- [What is asked]:
Find every line below that contains the word "head", and copy each of those lines.

- [Supplied entries]:

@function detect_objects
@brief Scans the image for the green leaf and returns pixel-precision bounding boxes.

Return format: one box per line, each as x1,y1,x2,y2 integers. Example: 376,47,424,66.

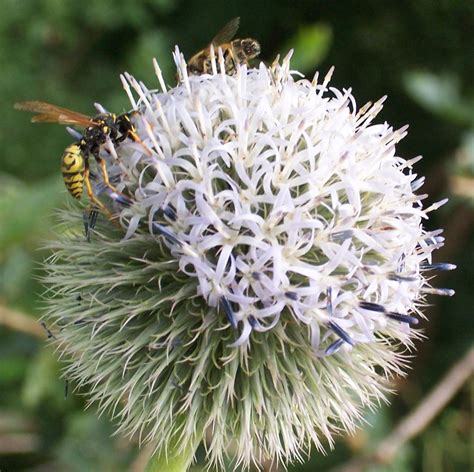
403,71,474,126
282,23,332,72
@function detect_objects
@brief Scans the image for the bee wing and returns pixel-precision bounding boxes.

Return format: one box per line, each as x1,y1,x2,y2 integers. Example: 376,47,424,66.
14,101,95,127
211,16,240,46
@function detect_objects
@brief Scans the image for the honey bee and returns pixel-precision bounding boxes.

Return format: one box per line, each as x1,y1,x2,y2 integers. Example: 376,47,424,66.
15,101,140,211
188,17,260,75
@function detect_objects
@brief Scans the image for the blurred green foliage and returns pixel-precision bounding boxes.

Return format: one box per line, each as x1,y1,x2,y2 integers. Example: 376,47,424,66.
0,0,474,472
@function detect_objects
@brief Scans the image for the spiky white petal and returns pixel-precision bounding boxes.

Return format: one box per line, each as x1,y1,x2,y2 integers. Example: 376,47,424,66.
42,50,452,466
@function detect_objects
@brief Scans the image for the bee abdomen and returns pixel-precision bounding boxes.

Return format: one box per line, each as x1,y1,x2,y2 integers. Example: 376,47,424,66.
61,144,86,199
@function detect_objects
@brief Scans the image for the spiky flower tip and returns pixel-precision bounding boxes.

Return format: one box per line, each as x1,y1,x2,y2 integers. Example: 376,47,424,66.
46,51,453,467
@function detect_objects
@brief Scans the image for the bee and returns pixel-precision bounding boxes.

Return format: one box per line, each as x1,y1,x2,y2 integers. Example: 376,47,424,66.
188,17,260,75
15,101,140,211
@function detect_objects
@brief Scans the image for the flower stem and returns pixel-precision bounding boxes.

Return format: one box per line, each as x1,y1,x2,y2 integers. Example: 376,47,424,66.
145,441,199,472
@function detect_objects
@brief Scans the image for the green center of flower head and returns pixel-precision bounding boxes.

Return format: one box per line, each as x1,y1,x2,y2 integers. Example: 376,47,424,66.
99,51,452,354
46,46,453,466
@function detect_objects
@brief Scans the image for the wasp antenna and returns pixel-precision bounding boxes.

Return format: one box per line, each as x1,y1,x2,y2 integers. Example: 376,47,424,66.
66,126,83,141
94,102,109,113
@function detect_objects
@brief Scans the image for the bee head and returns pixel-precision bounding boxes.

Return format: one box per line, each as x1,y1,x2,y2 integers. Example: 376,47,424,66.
242,38,260,59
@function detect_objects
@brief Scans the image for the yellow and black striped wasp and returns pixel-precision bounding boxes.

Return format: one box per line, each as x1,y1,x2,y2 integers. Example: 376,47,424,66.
15,101,137,213
188,17,260,75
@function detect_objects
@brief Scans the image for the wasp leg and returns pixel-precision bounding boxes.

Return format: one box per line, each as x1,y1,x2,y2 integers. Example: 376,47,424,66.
95,156,132,206
84,165,114,219
84,206,99,243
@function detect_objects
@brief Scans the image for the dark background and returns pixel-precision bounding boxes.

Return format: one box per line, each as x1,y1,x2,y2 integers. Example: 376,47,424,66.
0,0,474,472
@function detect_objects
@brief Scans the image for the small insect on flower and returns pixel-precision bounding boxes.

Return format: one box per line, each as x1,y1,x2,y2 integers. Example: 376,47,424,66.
188,17,260,75
15,101,140,215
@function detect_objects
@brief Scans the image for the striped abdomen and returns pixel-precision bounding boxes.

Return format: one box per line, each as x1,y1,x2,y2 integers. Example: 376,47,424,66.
61,144,86,199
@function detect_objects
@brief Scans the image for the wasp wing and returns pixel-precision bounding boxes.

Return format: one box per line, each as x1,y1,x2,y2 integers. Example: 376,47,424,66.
14,101,95,127
211,16,240,47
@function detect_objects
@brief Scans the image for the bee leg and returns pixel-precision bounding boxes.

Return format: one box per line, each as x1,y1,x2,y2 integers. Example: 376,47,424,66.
84,206,99,243
95,156,132,206
84,166,114,219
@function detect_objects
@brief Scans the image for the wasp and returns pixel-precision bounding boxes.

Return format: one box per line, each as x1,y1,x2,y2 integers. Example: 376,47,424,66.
188,17,260,75
15,101,140,211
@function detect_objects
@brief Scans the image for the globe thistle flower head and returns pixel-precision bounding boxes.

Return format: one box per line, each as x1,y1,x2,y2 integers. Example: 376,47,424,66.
46,50,453,467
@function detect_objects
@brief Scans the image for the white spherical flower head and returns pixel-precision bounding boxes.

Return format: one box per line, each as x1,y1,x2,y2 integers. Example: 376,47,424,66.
48,51,453,472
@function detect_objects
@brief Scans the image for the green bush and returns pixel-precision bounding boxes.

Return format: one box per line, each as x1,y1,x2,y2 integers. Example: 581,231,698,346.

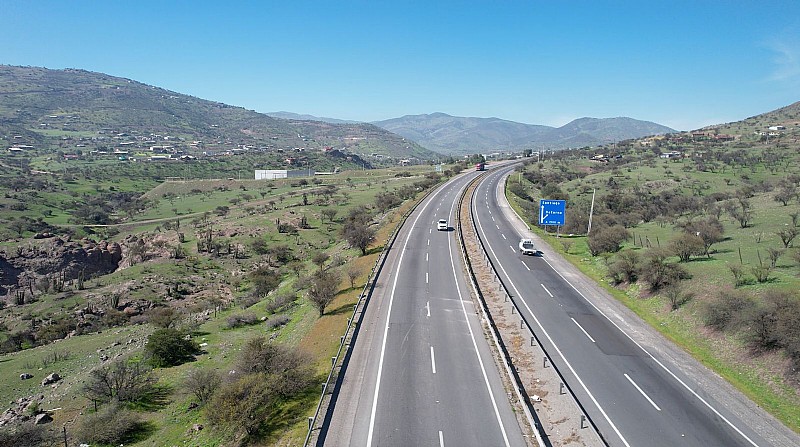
144,328,200,368
586,225,628,256
75,403,142,445
83,360,155,402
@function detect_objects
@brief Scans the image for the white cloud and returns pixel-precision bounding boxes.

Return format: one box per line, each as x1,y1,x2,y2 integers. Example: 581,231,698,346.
766,33,800,84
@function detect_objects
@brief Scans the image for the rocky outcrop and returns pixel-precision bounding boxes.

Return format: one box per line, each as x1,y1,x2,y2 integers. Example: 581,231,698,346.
0,238,122,293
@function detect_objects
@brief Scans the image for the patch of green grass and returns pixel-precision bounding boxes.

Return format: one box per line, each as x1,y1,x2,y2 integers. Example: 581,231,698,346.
507,182,800,431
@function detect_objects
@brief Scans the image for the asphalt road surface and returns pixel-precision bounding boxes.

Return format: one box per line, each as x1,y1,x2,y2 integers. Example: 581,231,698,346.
318,173,526,447
473,165,798,447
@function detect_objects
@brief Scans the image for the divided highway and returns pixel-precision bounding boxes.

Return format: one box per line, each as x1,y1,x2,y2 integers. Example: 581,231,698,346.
476,169,792,447
318,173,526,446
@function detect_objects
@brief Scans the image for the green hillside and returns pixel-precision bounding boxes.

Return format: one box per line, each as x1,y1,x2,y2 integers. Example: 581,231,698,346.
507,103,800,431
0,66,435,164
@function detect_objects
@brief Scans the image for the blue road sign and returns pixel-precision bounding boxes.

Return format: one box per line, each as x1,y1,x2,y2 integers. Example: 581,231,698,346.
539,199,567,226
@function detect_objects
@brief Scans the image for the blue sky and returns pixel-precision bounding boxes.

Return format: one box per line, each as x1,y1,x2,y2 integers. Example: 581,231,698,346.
0,0,800,130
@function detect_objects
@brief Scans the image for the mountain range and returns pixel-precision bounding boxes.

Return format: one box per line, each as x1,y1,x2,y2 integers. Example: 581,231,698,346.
373,113,676,154
0,65,439,164
268,112,676,155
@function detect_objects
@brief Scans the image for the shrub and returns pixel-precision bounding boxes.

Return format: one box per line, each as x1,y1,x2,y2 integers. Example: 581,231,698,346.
669,233,705,262
267,315,291,330
83,360,155,402
206,337,313,435
0,423,54,447
250,267,282,298
184,368,217,403
703,290,757,331
144,307,180,328
608,249,639,285
144,328,200,368
639,248,689,292
75,404,142,445
206,374,278,435
227,314,258,329
267,292,297,313
308,270,341,317
236,337,313,392
587,225,628,256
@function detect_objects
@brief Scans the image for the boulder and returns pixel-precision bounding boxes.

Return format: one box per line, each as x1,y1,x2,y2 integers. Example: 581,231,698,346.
42,373,61,386
33,413,53,425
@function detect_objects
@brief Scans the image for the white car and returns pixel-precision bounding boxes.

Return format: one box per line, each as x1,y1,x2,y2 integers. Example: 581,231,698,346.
519,239,536,256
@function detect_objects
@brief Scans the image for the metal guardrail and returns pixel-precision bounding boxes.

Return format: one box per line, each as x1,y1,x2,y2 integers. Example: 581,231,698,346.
456,173,546,447
303,179,440,447
466,169,609,446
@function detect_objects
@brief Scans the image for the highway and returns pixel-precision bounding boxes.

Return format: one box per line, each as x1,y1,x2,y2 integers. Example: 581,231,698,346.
317,173,526,447
472,169,796,447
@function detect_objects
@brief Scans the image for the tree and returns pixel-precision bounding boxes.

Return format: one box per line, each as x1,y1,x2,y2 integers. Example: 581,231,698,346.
347,265,362,289
773,183,797,206
311,251,330,270
683,216,725,258
83,360,155,402
608,249,639,284
308,269,341,317
342,219,375,256
144,328,200,368
669,233,704,262
664,284,694,310
320,206,337,226
250,238,269,255
587,225,628,256
639,248,689,292
76,403,142,445
725,197,753,228
776,227,798,248
206,337,313,435
255,266,281,298
184,368,217,403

- [Output for this exercise]:
@brief Scans the image for the green center of flower head and returns pixel-precision bounding boxes.
@brief Scans the image for the bee head and returns pixel-precision bounding boxes.
@brief Scans the image for the globe thistle flower head and returns pixel-precision bounding boxes.
@brief Scans the image for the white spherical flower head and returns pixel-precision bounding boxes.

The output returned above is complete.